Source text:
* start *
SQLFlash

Posted on Nov 14

MySQL COUNT Scalar Subquery Optimization: The Complete Guide

#sql #database #mysql #ai

Preface

In modern database applications, achieving efficient query performance is a core challenge for system performance. Developers often use COUNT scalar subqueries for existence checks (e.g., (SELECT COUNT(*) FROM ...) > 0). However, this type of query can trigger MySQL's DEPENDENT SUBQUERY execution plan, leading to significant performance issues: each row from the outer table may trigger a full table scan in the subquery. When data volumes are large, performance degrades sharply as a result of these repeated scans and aggregate calculations for each outer row .

By rewriting the COUNT scalar subquery into an IN subquery, MySQL's SEMI JOIN optimization mechanism can be activated. This changes the execution plan from a Nested Loop to a more efficient Hash Join or index lookup, thereby avoiding redundant full table scans and aggregate calculations . This article will demonstrate the optimization effect through comprehensive test data generation, performance comparison experiments, and execution plan analysis, providing a standardized rewriting procedure .

I. Test Data Generation (Simulating Student Course Selection Scenario)

1. Creating Test Tables

-- Create students table (Student Information)
CREATE TABLE students (
    student_id INT AUTO_INCREMENT PRIMARY KEY,
    name VARCHAR(20) NOT NULL,
    class_id INT NOT NULL
) ENGINE=InnoDB;

-- Create enrollments table (Course Enrollment Records)  
CREATE TABLE enrollments (
    enrollment_id INT AUTO_INCREMENT PRIMARY KEY,
    student_id INT NOT NULL,
    course_id INT NOT NULL,
    enroll_time DATETIME NOT NULL
) ENGINE=InnoDB;

2. Batch Insertion of 5 Million Test Records

-- Insert 500,000 student records (random class 1-100)
* end *
Information shown:
* start *
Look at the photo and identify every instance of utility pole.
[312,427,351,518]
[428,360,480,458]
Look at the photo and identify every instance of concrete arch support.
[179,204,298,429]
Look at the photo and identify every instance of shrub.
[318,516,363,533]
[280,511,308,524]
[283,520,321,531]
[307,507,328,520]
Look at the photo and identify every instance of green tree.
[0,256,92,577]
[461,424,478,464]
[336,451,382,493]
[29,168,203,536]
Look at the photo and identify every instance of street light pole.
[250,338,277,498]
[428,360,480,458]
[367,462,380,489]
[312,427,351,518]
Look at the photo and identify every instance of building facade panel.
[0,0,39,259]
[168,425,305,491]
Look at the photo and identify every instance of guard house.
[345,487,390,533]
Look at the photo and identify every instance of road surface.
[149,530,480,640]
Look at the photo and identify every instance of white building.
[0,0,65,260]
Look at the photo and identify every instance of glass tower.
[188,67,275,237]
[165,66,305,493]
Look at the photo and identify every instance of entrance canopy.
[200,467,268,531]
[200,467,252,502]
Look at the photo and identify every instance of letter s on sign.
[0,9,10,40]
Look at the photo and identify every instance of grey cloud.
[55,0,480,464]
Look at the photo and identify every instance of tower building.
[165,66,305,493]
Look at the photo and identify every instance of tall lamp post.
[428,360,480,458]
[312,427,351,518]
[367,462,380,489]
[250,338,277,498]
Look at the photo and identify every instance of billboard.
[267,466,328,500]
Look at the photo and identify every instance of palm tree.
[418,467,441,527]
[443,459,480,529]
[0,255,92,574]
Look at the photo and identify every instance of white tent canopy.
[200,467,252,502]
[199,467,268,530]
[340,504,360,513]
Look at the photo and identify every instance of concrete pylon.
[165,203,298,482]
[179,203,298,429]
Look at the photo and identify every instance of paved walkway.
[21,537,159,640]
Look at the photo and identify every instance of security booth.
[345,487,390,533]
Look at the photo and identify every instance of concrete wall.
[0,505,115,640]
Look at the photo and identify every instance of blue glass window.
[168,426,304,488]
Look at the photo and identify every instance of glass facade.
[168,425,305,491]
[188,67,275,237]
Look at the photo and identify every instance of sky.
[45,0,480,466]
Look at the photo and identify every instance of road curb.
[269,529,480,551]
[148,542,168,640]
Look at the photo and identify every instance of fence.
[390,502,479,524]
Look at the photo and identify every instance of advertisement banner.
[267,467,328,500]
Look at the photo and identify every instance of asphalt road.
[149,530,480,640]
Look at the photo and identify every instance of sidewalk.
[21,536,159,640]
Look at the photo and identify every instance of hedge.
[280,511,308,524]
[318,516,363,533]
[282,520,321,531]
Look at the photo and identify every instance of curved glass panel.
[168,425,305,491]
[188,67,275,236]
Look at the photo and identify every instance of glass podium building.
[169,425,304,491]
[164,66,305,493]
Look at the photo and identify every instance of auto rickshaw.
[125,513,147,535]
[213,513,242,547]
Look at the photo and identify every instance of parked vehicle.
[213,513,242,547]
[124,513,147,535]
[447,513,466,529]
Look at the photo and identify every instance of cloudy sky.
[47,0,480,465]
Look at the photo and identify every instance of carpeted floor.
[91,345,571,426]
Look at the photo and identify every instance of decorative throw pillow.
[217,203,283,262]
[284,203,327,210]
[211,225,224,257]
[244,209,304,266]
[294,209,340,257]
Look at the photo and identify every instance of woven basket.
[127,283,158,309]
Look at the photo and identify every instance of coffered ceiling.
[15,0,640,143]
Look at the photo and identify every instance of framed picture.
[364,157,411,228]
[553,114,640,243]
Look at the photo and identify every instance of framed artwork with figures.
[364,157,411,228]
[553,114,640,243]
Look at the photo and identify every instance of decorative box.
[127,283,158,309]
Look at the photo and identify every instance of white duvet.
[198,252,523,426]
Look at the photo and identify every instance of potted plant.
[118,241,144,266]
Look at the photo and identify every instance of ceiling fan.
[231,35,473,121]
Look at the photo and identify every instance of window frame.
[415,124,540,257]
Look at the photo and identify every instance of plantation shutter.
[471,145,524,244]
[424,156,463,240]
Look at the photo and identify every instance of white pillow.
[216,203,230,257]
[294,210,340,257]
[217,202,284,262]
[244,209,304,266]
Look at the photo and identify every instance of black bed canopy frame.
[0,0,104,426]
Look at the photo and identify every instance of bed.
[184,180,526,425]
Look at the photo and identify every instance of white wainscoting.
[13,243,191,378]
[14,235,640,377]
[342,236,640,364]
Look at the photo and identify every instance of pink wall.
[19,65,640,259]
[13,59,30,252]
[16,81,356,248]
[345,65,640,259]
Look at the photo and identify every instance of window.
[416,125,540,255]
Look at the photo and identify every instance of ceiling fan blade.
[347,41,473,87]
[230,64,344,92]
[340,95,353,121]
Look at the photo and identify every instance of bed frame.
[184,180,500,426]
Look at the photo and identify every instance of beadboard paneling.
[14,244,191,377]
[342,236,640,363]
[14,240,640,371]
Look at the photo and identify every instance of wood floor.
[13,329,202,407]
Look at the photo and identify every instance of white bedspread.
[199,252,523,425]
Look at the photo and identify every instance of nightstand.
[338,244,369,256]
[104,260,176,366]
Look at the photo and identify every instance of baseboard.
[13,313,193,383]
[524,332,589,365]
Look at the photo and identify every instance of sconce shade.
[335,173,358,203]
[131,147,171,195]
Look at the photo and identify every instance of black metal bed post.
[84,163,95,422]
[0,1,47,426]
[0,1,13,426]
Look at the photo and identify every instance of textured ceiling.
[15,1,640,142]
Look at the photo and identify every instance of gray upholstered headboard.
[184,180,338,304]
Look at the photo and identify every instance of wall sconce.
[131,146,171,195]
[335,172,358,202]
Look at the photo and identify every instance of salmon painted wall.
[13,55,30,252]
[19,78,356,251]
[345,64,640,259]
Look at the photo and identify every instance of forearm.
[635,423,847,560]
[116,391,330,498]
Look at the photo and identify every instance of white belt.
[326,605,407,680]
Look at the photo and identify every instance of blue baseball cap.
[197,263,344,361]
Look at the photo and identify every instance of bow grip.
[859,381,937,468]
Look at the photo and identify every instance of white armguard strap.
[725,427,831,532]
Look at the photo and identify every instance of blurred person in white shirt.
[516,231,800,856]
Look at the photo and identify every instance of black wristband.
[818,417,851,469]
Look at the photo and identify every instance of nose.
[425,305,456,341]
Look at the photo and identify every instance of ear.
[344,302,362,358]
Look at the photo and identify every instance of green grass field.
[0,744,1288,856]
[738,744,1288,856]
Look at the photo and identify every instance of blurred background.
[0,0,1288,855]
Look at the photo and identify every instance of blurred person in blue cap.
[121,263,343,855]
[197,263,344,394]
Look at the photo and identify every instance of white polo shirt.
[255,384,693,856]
* end *
Instructions:
• 1. In the MySQL COUNT subquery guide, what kind of subquery is the COUNT scalar subquery rewritten into so that MySQL's SEMI JOIN optimization can be activated?
• 2. Pick up the MySQL COUNT subquery guide after its last line and write what comes next.
The records have nothing to do with any of this.

Response list:
• 1. An IN subquery.

• 2.
SET SESSION cte_max_recursion_depth = 500000;
INSERT INTO students (name, class_id)
WITH RECURSIVE seq AS (
    SELECT 0 AS n
    UNION ALL
    SELECT n+1 FROM seq WHERE n < 499999
)
SELECT
    CONCAT('Student_', n) AS name,
    FLOOR(RAND(n) * 100) + 1 AS class_id
FROM seq;

-- Insert 5 million course enrollment records (random students and courses)
INSERT INTO enrollments (student_id, course_id, enroll_time)
WITH RECURSIVE seq AS (
    SELECT 0 AS n
    UNION ALL
    SELECT n+1 FROM seq WHERE n < 4999999
)
SELECT
    FLOOR(RAND(n) * 500000) + 1 AS student_id,
    FLOOR(RAND(n) * 50) + 1 AS course_id,
    NOW() - INTERVAL FLOOR(RAND(n) * 365) DAY AS enroll_time
FROM seq;

3. Creating Indexes (Accelerating Join Queries)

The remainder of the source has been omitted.